DATASET EXCERPTS:

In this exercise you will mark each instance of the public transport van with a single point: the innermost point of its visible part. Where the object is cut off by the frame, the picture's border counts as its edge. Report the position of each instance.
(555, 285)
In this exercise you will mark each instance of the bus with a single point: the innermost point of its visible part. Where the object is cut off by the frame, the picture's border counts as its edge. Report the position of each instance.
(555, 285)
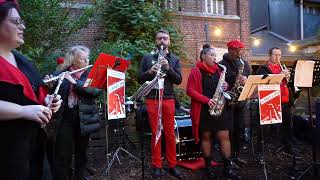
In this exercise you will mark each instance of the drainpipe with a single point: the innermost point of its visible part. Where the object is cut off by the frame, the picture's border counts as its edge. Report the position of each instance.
(301, 19)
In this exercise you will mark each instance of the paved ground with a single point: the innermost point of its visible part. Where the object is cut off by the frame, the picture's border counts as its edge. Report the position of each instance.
(278, 165)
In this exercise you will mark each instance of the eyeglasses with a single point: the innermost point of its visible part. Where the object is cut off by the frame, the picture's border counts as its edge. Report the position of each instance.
(164, 38)
(17, 22)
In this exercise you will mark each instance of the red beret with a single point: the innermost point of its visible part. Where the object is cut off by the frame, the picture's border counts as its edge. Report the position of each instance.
(14, 1)
(60, 60)
(235, 44)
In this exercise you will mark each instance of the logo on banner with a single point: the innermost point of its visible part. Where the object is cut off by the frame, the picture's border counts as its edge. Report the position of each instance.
(159, 118)
(116, 94)
(270, 104)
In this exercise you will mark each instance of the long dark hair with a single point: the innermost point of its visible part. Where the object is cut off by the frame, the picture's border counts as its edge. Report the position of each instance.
(205, 49)
(5, 7)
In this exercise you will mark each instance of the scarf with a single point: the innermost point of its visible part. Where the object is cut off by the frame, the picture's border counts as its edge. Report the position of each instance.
(275, 68)
(208, 69)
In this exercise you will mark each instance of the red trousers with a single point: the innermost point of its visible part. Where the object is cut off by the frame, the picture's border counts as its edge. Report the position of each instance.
(168, 109)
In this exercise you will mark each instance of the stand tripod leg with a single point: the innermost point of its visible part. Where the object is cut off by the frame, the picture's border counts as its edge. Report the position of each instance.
(263, 163)
(111, 162)
(130, 154)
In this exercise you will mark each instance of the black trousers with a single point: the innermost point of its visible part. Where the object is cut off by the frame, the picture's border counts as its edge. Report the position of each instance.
(68, 142)
(240, 116)
(21, 151)
(286, 128)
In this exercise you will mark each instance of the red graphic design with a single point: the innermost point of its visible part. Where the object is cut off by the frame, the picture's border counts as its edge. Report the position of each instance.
(116, 94)
(270, 104)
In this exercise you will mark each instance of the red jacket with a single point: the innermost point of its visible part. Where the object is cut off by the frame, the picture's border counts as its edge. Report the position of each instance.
(194, 90)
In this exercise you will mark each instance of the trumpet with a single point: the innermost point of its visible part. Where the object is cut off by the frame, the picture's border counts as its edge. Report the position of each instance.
(57, 77)
(284, 68)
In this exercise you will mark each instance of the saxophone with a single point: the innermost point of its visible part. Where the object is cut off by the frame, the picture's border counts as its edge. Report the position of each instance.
(219, 95)
(237, 88)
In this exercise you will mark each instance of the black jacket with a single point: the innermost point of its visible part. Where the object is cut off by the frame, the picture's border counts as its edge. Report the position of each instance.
(88, 109)
(233, 69)
(173, 74)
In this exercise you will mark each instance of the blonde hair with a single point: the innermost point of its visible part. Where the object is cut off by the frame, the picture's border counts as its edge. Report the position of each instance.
(71, 54)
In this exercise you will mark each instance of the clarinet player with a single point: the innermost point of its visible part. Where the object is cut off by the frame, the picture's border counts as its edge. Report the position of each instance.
(149, 67)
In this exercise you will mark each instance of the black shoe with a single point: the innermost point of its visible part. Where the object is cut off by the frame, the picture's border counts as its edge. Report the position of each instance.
(228, 171)
(290, 152)
(175, 172)
(156, 172)
(259, 158)
(247, 135)
(240, 162)
(91, 170)
(210, 172)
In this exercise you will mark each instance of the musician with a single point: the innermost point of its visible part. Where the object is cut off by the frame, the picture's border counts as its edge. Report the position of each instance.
(273, 66)
(23, 101)
(169, 64)
(201, 87)
(238, 113)
(76, 119)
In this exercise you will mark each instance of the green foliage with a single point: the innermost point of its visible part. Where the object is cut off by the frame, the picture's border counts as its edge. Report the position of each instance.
(48, 27)
(130, 27)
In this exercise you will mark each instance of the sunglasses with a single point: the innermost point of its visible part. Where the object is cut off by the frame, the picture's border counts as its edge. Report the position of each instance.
(17, 22)
(164, 38)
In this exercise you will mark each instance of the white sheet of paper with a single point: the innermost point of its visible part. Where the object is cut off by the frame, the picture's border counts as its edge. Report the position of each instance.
(303, 76)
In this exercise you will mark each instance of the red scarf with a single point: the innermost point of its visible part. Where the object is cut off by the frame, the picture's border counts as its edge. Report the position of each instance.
(11, 74)
(208, 69)
(275, 68)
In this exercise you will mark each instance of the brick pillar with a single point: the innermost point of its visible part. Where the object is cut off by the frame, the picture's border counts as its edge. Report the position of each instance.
(245, 27)
(230, 7)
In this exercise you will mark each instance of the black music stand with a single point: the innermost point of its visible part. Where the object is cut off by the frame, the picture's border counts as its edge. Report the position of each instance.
(314, 79)
(98, 78)
(136, 97)
(250, 91)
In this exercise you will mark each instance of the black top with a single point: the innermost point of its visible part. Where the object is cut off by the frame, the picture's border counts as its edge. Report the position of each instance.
(233, 68)
(208, 122)
(21, 140)
(173, 74)
(86, 97)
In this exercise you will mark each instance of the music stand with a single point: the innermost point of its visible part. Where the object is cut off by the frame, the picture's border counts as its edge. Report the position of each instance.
(250, 91)
(307, 75)
(98, 78)
(136, 97)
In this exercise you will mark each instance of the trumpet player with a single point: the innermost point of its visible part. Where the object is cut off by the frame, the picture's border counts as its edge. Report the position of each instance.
(202, 84)
(273, 66)
(238, 70)
(150, 66)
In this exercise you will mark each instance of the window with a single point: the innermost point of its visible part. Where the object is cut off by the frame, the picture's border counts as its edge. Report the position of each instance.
(311, 10)
(214, 6)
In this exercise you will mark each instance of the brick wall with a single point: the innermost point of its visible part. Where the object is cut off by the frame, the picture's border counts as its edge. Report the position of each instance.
(191, 21)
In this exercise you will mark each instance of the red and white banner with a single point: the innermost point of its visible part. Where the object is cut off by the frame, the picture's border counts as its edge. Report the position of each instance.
(116, 94)
(270, 104)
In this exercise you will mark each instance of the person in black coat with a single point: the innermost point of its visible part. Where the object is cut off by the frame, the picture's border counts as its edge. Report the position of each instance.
(238, 114)
(273, 66)
(77, 118)
(23, 103)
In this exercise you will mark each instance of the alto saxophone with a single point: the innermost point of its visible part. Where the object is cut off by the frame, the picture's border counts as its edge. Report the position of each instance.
(220, 95)
(237, 88)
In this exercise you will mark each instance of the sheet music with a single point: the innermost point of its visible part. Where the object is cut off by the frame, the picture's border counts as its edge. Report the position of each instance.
(304, 73)
(250, 89)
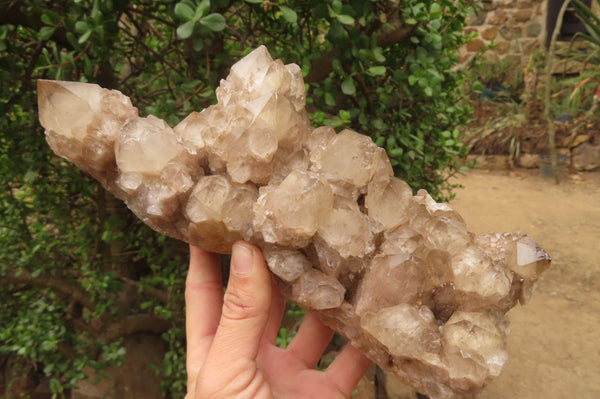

PROBLEM DETAILS:
Show every line of the entries above that contains the word "coat".

ANSWER FOR THIS EXERCISE:
In this exercise you will mark each instance of the person in black coat with a single point: the innermost point of its visible part. Where the object is cut off by the frame, the picture's border counts as its edge. Report the position of each instance.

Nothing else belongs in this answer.